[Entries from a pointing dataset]
::::
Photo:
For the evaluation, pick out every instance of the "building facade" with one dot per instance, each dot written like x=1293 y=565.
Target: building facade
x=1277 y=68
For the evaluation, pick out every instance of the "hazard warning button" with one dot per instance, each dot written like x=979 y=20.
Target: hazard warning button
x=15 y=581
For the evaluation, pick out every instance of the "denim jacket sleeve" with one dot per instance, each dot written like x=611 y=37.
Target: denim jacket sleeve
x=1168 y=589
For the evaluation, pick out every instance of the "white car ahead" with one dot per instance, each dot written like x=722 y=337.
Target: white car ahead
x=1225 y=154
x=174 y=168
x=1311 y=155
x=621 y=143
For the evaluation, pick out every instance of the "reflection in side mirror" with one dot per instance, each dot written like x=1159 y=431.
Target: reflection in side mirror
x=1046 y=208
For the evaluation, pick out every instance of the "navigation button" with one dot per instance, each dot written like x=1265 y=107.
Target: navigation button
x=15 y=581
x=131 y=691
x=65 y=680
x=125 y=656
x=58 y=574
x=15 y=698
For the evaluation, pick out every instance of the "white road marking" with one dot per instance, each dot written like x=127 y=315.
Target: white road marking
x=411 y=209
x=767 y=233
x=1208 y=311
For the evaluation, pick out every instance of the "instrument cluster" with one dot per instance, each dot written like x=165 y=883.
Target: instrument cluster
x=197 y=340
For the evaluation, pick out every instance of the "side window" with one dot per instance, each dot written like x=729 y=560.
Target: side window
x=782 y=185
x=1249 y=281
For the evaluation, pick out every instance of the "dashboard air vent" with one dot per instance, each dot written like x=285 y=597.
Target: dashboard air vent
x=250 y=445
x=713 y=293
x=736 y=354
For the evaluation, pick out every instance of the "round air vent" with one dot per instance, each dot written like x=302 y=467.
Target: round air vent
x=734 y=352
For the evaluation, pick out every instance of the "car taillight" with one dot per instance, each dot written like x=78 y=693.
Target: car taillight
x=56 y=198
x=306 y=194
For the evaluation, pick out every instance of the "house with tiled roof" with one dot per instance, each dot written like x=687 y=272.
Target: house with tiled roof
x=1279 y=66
::::
Output the entries from the line containing "like x=729 y=560." through the end of the entries as a two-column CSV with the headers entry_text and answer. Use one row per entry, put each field in quotation marks, and turn line breaks into spaces.

entry_text,answer
"For the evaluation, pick out every instance of the ""side window"" with one dot per instance, each dot written like x=729 y=560. Target: side window","x=782 y=185 x=1249 y=281"
"For the evaluation, pick out every instance of the ""dashboard air vent"" with one dot per instance, each dot written like x=285 y=597. Target: dashboard air vent","x=250 y=445 x=713 y=293 x=736 y=354"
"For the evaluation, pick out every instance of the ""round air vent"" with one dot per instance, each dot written like x=302 y=467. Target: round air vent","x=734 y=352"
"For the evaluation, pick out every instance of the ""car taillight"" with one dot per instance, each dot written like x=78 y=693. Target: car taillight","x=56 y=198 x=306 y=194"
"For the evaluation, pick out every instance of the ""house with tiled roof"" with one dot per instance, each dot written like x=687 y=272. Target: house with tiled roof","x=1279 y=66"